-------- Supplied passage --------
City to host 2nd hearing on new map 

Santa Clarita City Hall, as pictured on Feb. 26. Dan Watson/The Signal

The Santa Clarita City Council is set to hold the second of two hearings Thursday on what the future of an electoral map for the city of Santa Clarita will look like. 

As the result of a second lawsuit alleging a California Voting Rights Act violation, the city announced last year it was moving to district-based elections.  

The lawsuit settlement noted that, after November’s election, there would be two public hearings to give the public a chance to weigh in on those maps. 

The city announced the schedule in February for those hearings, which were both set to take place in the Newhall Community Center, before technical difficulties with the setting prompted the council to move the second meeting to Council Chambers.  

That’s now scheduled to take place at 6 p.m., according to a website the city created as part of the settlement: 

The website also allowed an opportunity for residents to submit their own suggestions for the maps, as well as access to a mapping tool so they can draw their own, although the City Council and the plaintiffs have put forth a map that they say will satisfy or be considered a remedy for the alleged CVRA violation. 

The map offers one way to avoid further litigation from the plaintiffs in the CVRA lawsuit, Michael Cruz and Sebastian Cazares, according to previous statements by Scott Rafferty, an attorney for the plaintiffs. The map addresses their concerns — the allegation that the city’s at-large elections deny the city’s Latino residents an opportunity to elect a candidate of their choice — by creating a district largely in Newhall, which also carves out a portion of the western side of Canyon Country.
-------- Data provided --------
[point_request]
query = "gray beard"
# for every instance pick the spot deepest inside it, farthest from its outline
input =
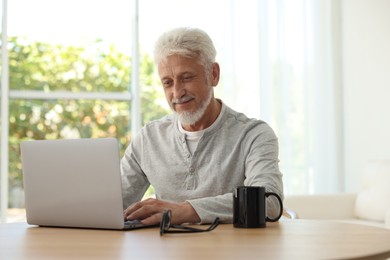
(190, 118)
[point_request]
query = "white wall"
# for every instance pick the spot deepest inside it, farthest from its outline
(366, 85)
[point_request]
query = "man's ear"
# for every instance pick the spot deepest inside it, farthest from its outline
(215, 72)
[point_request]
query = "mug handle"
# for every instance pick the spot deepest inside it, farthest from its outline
(267, 194)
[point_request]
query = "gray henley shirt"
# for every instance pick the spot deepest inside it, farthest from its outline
(235, 151)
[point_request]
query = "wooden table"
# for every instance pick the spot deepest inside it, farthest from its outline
(288, 239)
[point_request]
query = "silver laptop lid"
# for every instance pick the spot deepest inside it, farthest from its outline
(73, 183)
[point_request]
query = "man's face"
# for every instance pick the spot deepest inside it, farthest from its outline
(185, 86)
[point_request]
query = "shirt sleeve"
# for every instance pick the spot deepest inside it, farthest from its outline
(134, 181)
(261, 169)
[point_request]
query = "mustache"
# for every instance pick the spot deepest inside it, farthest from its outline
(182, 99)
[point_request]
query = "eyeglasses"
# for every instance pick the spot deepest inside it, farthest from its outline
(167, 227)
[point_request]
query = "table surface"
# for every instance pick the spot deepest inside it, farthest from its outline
(286, 239)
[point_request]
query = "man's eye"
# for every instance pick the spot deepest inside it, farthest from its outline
(167, 83)
(187, 78)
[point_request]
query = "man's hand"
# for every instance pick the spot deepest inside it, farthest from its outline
(150, 212)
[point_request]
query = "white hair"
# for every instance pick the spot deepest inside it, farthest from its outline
(186, 42)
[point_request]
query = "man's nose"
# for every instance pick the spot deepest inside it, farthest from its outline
(178, 90)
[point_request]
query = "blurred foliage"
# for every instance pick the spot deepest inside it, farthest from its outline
(97, 68)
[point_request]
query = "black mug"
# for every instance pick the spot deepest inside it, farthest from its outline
(249, 207)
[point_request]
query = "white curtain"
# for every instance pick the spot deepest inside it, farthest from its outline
(300, 90)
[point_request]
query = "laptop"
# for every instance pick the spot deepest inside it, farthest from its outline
(74, 183)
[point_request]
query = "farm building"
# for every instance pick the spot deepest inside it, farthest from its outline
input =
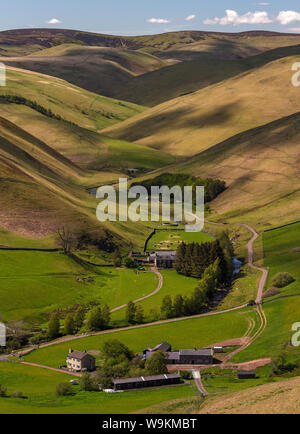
--------
How to complete this task ::
Write out the Santa Clarita map hearing article above in full, word for word.

Response area ::
City to host 2nd hearing on new map 

Santa Clarita City Hall, as pictured on Feb. 26. Dan Watson/The Signal

The Santa Clarita City Council is set to hold the second of two hearings Thursday on what the future of an electoral map for the city of Santa Clarita will look like. 

As the result of a second lawsuit alleging a California Voting Rights Act violation, the city announced last year it was moving to district-based elections.  

The lawsuit settlement noted that, after November’s election, there would be two public hearings to give the public a chance to weigh in on those maps. 

The city announced the schedule in February for those hearings, which were both set to take place in the Newhall Community Center, before technical difficulties with the setting prompted the council to move the second meeting to Council Chambers.  

That’s now scheduled to take place at 6 p.m., according to a website the city created as part of the settlement: 

The website also allowed an opportunity for residents to submit their own suggestions for the maps, as well as access to a mapping tool so they can draw their own, although the City Council and the plaintiffs have put forth a map that they say will satisfy or be considered a remedy for the alleged CVRA violation. 

The map offers one way to avoid further litigation from the plaintiffs in the CVRA lawsuit, Michael Cruz and Sebastian Cazares, according to previous statements by Scott Rafferty, an attorney for the plaintiffs. The map addresses their concerns — the allegation that the city’s at-large elections deny the city’s Latino residents an opportunity to elect a candidate of their choice — by creating a district largely in Newhall, which also carves out a portion of the western side of Canyon Country.